● EXERCISE GOAL
Count how many lines of the entries contain the string "white", treating uppercase and lowercase as different, and give only the number.

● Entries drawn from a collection
:::::

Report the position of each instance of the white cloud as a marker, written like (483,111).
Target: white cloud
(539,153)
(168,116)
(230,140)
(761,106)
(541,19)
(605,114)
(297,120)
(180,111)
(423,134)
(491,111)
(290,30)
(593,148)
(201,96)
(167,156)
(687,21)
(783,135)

:::::

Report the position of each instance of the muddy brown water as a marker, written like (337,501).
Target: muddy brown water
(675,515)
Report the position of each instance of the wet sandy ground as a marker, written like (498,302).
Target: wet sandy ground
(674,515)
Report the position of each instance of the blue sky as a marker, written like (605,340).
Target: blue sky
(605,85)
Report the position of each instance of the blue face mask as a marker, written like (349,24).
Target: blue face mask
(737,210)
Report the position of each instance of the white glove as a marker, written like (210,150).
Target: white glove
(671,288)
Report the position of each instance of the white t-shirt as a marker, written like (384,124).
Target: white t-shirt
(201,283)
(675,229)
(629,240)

:::::

● REPLY TO THE TASK
6